#### Provided passage

Biography/Career Progression
1999 to 2003 PhD in systems verification, University of
Twente, The Netherlands
2003 to 2007 Postdoctoral researcher, Queen Mary,
University of London
2007 to 2013 RAEng/EPSRC Research Fellowship
2009 to Present Founding partner and originally CEO of
Monoidics
2012 to Present Professor of Software Verification,
Department of Computer Science, Queen Mary, University
of London
Other support
Professor Distefano’ s work has been
an inspiration for many other research
programmes, including University of
California, Berkeley and Princeton
University. His collaborations span
across academic organisations and
commercial entities such as Microsoft
Research Laboratories at Cambridge.
His company, Monoidics, works
with leading commercial software
companies and is part of a
€4.1 million European-funded research
programme. He is also backed by
EPSRC (The Engineering and Physical
Sciences Research Council) funding of
more than £750,000.
Research impact
“Software engineering is everywhere
but it is still a very new discipline. In
other parts of engineering that have
been around for a long time, such as
building bridges, for example, you have
a strong mathematical foundation that
gives engineers tools that enable them
to build a model and know that the
bridge isn’t going to collapse. Software
engineering is a young branch of
engineering and we are just now
developing these kinds of mathematical
tools,” Professor Distefano said. The
automatic verification essentially
constructs a mathematical model of
what a complex software program
will do when it runs and identifies
any undesired behaviours. The tools
deduce the behaviours without actually
running the software and flag up
errors.

########
#### Records to use

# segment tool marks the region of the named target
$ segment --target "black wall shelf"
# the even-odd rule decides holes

########
#### Records to use

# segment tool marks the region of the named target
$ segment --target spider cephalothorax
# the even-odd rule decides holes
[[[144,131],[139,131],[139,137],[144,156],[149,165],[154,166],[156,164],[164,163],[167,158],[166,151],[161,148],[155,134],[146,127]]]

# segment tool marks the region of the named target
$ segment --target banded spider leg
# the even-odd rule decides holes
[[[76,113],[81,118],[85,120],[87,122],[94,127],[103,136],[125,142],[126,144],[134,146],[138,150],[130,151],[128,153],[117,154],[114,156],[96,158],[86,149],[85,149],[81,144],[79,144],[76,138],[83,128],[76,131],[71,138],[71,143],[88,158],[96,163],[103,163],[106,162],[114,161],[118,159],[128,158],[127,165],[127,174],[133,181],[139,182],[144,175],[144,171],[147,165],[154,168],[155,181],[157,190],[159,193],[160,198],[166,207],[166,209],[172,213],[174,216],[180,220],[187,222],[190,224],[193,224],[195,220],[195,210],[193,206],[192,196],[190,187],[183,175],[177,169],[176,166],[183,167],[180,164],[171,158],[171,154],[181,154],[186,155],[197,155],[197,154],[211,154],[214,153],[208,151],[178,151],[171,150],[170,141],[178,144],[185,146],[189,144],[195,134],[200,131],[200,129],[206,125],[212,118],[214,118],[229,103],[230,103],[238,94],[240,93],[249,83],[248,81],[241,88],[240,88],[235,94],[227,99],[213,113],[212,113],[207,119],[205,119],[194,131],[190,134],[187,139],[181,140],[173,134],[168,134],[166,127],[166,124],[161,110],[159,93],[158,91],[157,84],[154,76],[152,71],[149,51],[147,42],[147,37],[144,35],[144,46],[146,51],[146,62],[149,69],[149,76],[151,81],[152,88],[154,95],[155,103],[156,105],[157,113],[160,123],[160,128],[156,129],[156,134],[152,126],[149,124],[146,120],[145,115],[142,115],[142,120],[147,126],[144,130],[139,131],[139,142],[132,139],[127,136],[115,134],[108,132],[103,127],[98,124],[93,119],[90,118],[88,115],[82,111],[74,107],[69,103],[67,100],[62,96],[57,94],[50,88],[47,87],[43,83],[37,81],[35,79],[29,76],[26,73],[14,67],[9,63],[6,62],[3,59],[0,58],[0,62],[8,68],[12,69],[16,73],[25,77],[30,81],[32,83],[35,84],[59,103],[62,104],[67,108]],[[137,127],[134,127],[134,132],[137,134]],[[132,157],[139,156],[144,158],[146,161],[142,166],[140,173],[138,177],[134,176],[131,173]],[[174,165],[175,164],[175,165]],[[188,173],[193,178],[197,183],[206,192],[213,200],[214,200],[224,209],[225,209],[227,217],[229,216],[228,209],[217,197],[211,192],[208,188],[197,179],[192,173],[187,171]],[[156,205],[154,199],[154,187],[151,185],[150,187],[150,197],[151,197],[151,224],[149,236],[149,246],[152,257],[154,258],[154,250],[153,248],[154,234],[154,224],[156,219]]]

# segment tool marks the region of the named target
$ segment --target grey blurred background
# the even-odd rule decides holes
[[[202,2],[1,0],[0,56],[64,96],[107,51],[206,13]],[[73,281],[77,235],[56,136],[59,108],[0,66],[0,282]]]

########
#### Records to use

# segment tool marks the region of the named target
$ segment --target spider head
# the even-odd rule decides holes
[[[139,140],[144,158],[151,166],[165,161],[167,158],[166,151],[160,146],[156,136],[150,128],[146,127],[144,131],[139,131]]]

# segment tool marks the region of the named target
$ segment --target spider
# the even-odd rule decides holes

########

*Written exercise 1*. Name every university mentioned in the career profile.
*Written exercise 2*. Report every line of the rows that contains the string "spider", where case counts, copying each line in full.

*Answer 1*.
- University of Twente
- Queen Mary, University of London
- University of California, Berkeley
- Princeton University

*Answer 2*.
$ segment --target spider cephalothorax
$ segment --target banded spider leg
$ segment --target spider head
$ segment --target spider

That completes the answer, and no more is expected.